Razones para la economía colaborativa del intercambio

Un columnista del periódico New York Times, Thomas L. Friedman, señaló hace un tiempo que cierto año se vendieron en Estados Unidos 80 millones de taladros eléctricos que sólo serían usados unos 13 minutos por cada comprador en 365 días. La pregunta brota sin que la rieguen: ¿era comprar el aparato la opción más apropiada para llegar a usarlo? Parémonos un momento para mirar alrededor.

La era cúspide del consumismo nos tiene corriendo detrás del dinero, haciendo cualquier cosa para conseguirlo: abandonar nuestras vocaciones, desconfiar de la viabilidad económica de nuestros dones más innegables y anclarnos a trabajos distantes de nuestras pasiones por el mero hecho de que nos proporcionen un sueldo a final de mes. Nos vendemos al mejor postor, los ojos nos brillan con el fulgor de las monedas, hasta olvidar que los sueños nacen con el fin de cumplirse. Sigo topándome en todos los rincones planetarios con seres excelentes sin horas para desarrollar su verdadera tarea en esta vida, porque un empleo mediocre les absorbe temporalmente las fuerzas para emprender su propio camino. ¿Será que un poco de capital en el bolsillo también es capaz de comprar nuestra valentía?

[Extractos de datos de señalamiento]
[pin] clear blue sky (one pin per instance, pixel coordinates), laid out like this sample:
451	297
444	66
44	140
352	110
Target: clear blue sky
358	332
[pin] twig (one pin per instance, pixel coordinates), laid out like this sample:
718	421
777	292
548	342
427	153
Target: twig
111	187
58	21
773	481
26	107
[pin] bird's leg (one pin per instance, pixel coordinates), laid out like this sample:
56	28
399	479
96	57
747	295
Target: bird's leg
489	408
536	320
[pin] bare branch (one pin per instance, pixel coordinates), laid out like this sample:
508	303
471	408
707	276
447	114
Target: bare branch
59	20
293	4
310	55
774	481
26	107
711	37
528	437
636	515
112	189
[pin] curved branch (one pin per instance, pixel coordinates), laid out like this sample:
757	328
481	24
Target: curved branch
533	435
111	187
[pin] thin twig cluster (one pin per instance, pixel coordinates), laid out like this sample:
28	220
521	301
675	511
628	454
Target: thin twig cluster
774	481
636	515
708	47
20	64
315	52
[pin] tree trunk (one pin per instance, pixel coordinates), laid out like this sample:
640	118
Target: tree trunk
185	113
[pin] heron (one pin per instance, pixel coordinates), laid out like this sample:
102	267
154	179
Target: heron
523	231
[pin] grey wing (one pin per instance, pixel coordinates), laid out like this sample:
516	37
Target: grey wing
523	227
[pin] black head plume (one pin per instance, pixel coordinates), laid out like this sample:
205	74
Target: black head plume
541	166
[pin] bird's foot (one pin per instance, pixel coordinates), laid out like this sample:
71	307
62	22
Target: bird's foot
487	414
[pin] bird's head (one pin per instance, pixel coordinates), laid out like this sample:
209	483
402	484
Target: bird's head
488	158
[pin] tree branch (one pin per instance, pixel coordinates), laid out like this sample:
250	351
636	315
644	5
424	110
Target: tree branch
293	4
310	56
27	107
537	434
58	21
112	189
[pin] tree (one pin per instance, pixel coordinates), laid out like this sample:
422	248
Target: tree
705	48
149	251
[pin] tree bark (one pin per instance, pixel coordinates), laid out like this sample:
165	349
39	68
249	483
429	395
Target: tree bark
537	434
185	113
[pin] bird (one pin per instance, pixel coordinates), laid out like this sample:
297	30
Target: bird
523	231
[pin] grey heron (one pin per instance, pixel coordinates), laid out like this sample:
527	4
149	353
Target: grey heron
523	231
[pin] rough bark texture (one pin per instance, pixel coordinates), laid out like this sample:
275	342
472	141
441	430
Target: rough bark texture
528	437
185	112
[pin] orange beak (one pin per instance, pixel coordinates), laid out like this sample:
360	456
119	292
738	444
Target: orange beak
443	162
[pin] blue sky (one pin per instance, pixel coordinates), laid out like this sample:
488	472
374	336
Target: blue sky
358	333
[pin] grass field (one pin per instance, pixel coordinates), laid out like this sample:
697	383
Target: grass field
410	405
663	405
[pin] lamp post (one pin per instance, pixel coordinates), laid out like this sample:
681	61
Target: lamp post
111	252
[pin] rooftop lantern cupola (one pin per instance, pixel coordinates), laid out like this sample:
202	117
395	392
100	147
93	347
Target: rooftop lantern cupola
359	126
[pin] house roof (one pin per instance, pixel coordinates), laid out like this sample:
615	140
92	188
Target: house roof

**Lista de tareas**
a. Según el texto sobre la economía colaborativa, ¿por qué muchas personas excelentes no tienen horas para dedicarse a su verdadera tarea en esta vida? Responde en una a tres oraciones.
b. Cuenta cuántas líneas de las filas contienen la palabra "rough" y escribe solo el número.

**Soluciones de ejercicios**
a. Porque un empleo mediocre les absorbe temporalmente las fuerzas para emprender su propio camino.

b. 2